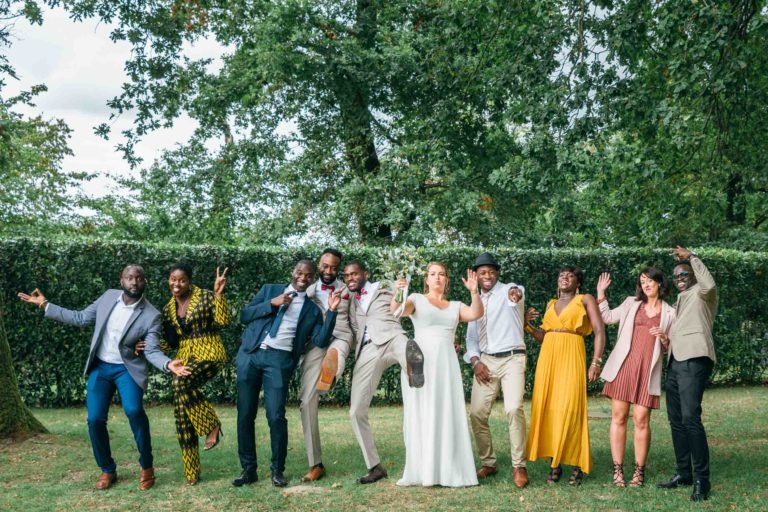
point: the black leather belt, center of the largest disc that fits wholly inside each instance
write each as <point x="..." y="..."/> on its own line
<point x="508" y="353"/>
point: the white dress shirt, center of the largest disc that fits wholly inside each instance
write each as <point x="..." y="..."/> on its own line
<point x="365" y="302"/>
<point x="505" y="322"/>
<point x="323" y="295"/>
<point x="287" y="330"/>
<point x="109" y="348"/>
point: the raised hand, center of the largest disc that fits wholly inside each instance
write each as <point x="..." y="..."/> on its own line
<point x="471" y="281"/>
<point x="603" y="282"/>
<point x="221" y="280"/>
<point x="36" y="297"/>
<point x="681" y="253"/>
<point x="531" y="314"/>
<point x="177" y="367"/>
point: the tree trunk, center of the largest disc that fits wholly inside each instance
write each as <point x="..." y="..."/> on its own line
<point x="15" y="418"/>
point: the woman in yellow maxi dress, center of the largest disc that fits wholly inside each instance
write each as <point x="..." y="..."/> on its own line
<point x="558" y="428"/>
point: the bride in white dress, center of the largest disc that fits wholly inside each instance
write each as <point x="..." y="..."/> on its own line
<point x="438" y="450"/>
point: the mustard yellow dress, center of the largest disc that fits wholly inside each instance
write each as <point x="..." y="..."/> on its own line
<point x="558" y="428"/>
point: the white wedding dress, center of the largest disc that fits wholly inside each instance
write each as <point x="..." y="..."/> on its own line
<point x="438" y="449"/>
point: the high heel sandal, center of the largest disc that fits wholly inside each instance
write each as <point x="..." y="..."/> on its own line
<point x="209" y="445"/>
<point x="618" y="474"/>
<point x="554" y="475"/>
<point x="576" y="476"/>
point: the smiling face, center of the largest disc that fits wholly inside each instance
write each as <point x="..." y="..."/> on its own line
<point x="132" y="281"/>
<point x="567" y="281"/>
<point x="684" y="277"/>
<point x="302" y="276"/>
<point x="178" y="282"/>
<point x="437" y="278"/>
<point x="355" y="277"/>
<point x="649" y="286"/>
<point x="487" y="276"/>
<point x="328" y="268"/>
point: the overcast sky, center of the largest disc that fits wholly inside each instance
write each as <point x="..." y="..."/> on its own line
<point x="83" y="69"/>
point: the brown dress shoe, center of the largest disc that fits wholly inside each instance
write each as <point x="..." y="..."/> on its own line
<point x="521" y="477"/>
<point x="147" y="479"/>
<point x="486" y="471"/>
<point x="315" y="473"/>
<point x="328" y="371"/>
<point x="105" y="481"/>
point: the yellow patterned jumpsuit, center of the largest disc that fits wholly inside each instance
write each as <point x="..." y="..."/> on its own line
<point x="201" y="349"/>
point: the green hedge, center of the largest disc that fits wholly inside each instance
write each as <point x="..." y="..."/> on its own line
<point x="49" y="356"/>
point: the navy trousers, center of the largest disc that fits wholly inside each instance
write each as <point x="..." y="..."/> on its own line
<point x="270" y="370"/>
<point x="103" y="381"/>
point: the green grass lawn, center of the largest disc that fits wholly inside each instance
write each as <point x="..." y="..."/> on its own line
<point x="57" y="471"/>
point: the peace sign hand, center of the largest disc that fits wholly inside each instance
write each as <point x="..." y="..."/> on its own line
<point x="221" y="280"/>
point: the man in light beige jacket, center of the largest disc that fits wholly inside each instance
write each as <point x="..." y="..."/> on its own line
<point x="690" y="363"/>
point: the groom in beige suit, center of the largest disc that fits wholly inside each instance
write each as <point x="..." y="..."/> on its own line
<point x="320" y="367"/>
<point x="381" y="343"/>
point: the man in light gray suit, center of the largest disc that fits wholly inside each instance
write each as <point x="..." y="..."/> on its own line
<point x="121" y="319"/>
<point x="381" y="343"/>
<point x="690" y="362"/>
<point x="320" y="367"/>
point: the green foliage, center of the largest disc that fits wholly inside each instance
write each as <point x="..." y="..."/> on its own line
<point x="49" y="357"/>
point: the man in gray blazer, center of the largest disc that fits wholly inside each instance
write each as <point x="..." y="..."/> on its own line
<point x="381" y="343"/>
<point x="121" y="319"/>
<point x="690" y="361"/>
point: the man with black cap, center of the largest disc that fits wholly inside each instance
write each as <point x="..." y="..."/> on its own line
<point x="496" y="351"/>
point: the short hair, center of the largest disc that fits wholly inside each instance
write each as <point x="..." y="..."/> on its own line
<point x="357" y="263"/>
<point x="308" y="262"/>
<point x="658" y="276"/>
<point x="183" y="266"/>
<point x="132" y="265"/>
<point x="575" y="271"/>
<point x="332" y="252"/>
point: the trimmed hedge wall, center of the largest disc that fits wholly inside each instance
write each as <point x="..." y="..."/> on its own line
<point x="49" y="356"/>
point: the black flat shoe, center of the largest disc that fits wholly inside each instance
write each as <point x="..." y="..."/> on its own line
<point x="246" y="477"/>
<point x="278" y="480"/>
<point x="674" y="482"/>
<point x="414" y="367"/>
<point x="375" y="474"/>
<point x="700" y="490"/>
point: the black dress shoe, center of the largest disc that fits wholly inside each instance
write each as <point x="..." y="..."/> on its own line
<point x="674" y="482"/>
<point x="700" y="490"/>
<point x="246" y="477"/>
<point x="375" y="474"/>
<point x="278" y="480"/>
<point x="414" y="364"/>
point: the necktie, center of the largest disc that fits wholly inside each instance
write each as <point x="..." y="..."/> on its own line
<point x="276" y="323"/>
<point x="482" y="324"/>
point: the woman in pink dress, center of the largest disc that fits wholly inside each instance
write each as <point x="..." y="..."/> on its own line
<point x="633" y="370"/>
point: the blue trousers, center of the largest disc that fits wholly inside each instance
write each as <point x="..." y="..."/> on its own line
<point x="103" y="380"/>
<point x="271" y="371"/>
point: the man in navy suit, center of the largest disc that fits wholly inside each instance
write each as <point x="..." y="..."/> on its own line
<point x="280" y="323"/>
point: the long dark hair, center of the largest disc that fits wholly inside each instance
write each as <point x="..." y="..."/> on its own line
<point x="658" y="276"/>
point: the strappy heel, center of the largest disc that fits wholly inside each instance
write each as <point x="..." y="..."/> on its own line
<point x="554" y="475"/>
<point x="576" y="477"/>
<point x="618" y="474"/>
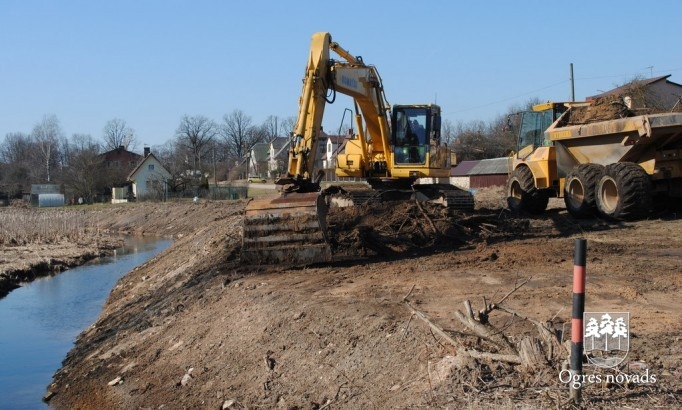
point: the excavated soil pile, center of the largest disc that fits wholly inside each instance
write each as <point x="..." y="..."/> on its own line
<point x="192" y="328"/>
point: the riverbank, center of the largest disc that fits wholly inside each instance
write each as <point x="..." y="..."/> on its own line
<point x="191" y="328"/>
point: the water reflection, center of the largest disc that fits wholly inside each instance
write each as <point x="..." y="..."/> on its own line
<point x="40" y="321"/>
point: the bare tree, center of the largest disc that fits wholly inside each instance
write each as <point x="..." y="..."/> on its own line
<point x="47" y="134"/>
<point x="239" y="136"/>
<point x="238" y="133"/>
<point x="20" y="164"/>
<point x="117" y="133"/>
<point x="84" y="176"/>
<point x="195" y="134"/>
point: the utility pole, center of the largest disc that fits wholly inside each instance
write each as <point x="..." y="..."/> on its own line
<point x="572" y="84"/>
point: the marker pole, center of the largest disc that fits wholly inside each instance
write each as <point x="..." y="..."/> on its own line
<point x="579" y="263"/>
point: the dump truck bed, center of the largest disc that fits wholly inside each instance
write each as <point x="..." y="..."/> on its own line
<point x="643" y="139"/>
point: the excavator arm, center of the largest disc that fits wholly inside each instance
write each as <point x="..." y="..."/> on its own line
<point x="291" y="227"/>
<point x="324" y="77"/>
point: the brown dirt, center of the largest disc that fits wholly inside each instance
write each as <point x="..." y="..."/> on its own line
<point x="192" y="328"/>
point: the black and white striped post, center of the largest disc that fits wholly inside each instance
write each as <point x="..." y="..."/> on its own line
<point x="579" y="263"/>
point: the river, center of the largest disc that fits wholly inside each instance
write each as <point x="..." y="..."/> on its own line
<point x="40" y="321"/>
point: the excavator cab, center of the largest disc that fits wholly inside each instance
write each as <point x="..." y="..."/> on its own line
<point x="415" y="137"/>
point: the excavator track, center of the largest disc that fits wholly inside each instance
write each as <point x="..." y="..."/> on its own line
<point x="448" y="196"/>
<point x="289" y="228"/>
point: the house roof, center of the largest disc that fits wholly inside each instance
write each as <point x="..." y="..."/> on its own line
<point x="118" y="154"/>
<point x="139" y="165"/>
<point x="463" y="168"/>
<point x="492" y="166"/>
<point x="639" y="83"/>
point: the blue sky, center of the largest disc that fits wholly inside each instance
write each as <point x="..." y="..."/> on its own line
<point x="150" y="62"/>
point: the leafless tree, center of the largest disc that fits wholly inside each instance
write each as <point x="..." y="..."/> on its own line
<point x="20" y="163"/>
<point x="239" y="134"/>
<point x="117" y="133"/>
<point x="195" y="134"/>
<point x="47" y="134"/>
<point x="84" y="176"/>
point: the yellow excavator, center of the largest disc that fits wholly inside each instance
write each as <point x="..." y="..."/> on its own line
<point x="393" y="150"/>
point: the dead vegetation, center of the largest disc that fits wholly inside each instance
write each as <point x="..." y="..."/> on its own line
<point x="22" y="226"/>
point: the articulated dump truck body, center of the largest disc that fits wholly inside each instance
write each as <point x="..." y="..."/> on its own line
<point x="653" y="141"/>
<point x="289" y="228"/>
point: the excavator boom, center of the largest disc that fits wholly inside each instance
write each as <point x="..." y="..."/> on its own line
<point x="392" y="149"/>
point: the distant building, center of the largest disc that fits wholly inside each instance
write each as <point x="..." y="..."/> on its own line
<point x="481" y="173"/>
<point x="149" y="179"/>
<point x="278" y="156"/>
<point x="654" y="93"/>
<point x="120" y="158"/>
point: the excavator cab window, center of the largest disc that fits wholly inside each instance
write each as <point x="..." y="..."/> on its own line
<point x="410" y="135"/>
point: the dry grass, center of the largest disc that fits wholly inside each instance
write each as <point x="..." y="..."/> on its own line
<point x="29" y="226"/>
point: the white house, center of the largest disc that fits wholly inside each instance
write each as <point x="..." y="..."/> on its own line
<point x="149" y="178"/>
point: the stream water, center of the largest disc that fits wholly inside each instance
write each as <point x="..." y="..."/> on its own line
<point x="40" y="321"/>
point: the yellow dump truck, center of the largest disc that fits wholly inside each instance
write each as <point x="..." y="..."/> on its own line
<point x="613" y="168"/>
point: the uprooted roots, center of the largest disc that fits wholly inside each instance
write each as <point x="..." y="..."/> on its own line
<point x="405" y="227"/>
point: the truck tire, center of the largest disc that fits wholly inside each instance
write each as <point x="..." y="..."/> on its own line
<point x="580" y="190"/>
<point x="523" y="195"/>
<point x="624" y="192"/>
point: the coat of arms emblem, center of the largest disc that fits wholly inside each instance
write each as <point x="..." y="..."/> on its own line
<point x="606" y="337"/>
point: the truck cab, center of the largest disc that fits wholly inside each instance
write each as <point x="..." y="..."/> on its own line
<point x="533" y="125"/>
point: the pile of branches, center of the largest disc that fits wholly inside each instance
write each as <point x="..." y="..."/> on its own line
<point x="394" y="227"/>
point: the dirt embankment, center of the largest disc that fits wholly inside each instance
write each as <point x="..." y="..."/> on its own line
<point x="192" y="328"/>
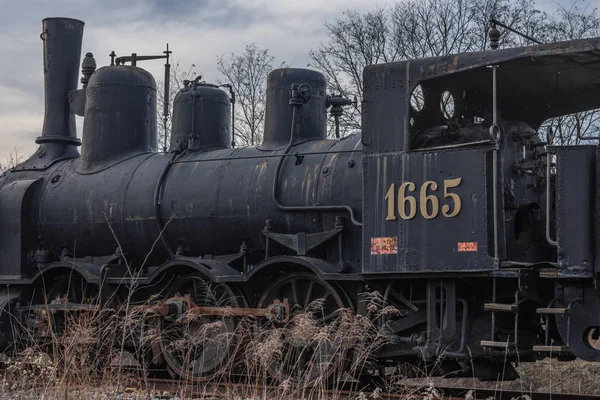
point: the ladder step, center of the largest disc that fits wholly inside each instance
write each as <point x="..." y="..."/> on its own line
<point x="500" y="307"/>
<point x="497" y="345"/>
<point x="553" y="311"/>
<point x="551" y="349"/>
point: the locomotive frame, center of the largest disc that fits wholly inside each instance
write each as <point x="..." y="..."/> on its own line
<point x="450" y="217"/>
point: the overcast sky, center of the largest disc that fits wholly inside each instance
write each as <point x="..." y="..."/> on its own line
<point x="196" y="30"/>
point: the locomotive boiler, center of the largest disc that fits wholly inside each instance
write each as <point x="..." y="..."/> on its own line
<point x="449" y="202"/>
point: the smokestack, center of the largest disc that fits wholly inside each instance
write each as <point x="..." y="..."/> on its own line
<point x="62" y="51"/>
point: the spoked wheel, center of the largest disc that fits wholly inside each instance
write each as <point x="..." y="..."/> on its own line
<point x="311" y="348"/>
<point x="195" y="347"/>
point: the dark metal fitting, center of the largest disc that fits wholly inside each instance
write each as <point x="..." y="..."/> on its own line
<point x="299" y="158"/>
<point x="300" y="94"/>
<point x="172" y="309"/>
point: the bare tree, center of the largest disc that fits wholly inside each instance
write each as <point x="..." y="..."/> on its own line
<point x="413" y="29"/>
<point x="247" y="74"/>
<point x="573" y="23"/>
<point x="178" y="76"/>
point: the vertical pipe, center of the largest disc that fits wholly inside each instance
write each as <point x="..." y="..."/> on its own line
<point x="62" y="51"/>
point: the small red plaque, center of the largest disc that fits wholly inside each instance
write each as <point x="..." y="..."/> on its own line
<point x="386" y="245"/>
<point x="467" y="246"/>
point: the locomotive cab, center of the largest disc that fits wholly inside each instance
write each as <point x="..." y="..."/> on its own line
<point x="450" y="114"/>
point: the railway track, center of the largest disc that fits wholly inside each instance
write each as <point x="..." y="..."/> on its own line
<point x="177" y="389"/>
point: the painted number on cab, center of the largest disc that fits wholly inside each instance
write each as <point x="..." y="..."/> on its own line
<point x="406" y="204"/>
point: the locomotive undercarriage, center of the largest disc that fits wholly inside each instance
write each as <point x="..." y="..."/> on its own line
<point x="445" y="325"/>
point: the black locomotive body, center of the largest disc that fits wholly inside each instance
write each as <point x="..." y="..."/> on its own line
<point x="448" y="202"/>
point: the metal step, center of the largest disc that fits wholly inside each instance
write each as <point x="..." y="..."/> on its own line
<point x="551" y="349"/>
<point x="500" y="307"/>
<point x="553" y="311"/>
<point x="497" y="345"/>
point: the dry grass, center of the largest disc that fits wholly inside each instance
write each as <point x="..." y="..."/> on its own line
<point x="76" y="366"/>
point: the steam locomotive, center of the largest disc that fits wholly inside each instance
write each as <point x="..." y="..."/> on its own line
<point x="449" y="203"/>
──────────────────────────────
AIM
Give back exactly the lines from the line holding "point: the black locomotive" through the last line of the listing, including both.

RESPONSE TO THIS EXERCISE
point: the black locomotive body, center of the largest disc that fits wholly inside each instance
write each as <point x="..." y="..."/> on its own line
<point x="448" y="202"/>
point: the metal step, center of the largest disc that fits wholly inside each instance
write each as <point x="..." y="..."/> on its own line
<point x="551" y="349"/>
<point x="500" y="307"/>
<point x="553" y="311"/>
<point x="497" y="345"/>
point: the dry grass, center of the largest disc that fits wholly inside each instance
write each as <point x="..." y="..."/> on its own line
<point x="76" y="366"/>
point: the steam locomotive, center of the largest disc that fits wholly inside each instance
write each as <point x="..." y="..."/> on its own line
<point x="449" y="203"/>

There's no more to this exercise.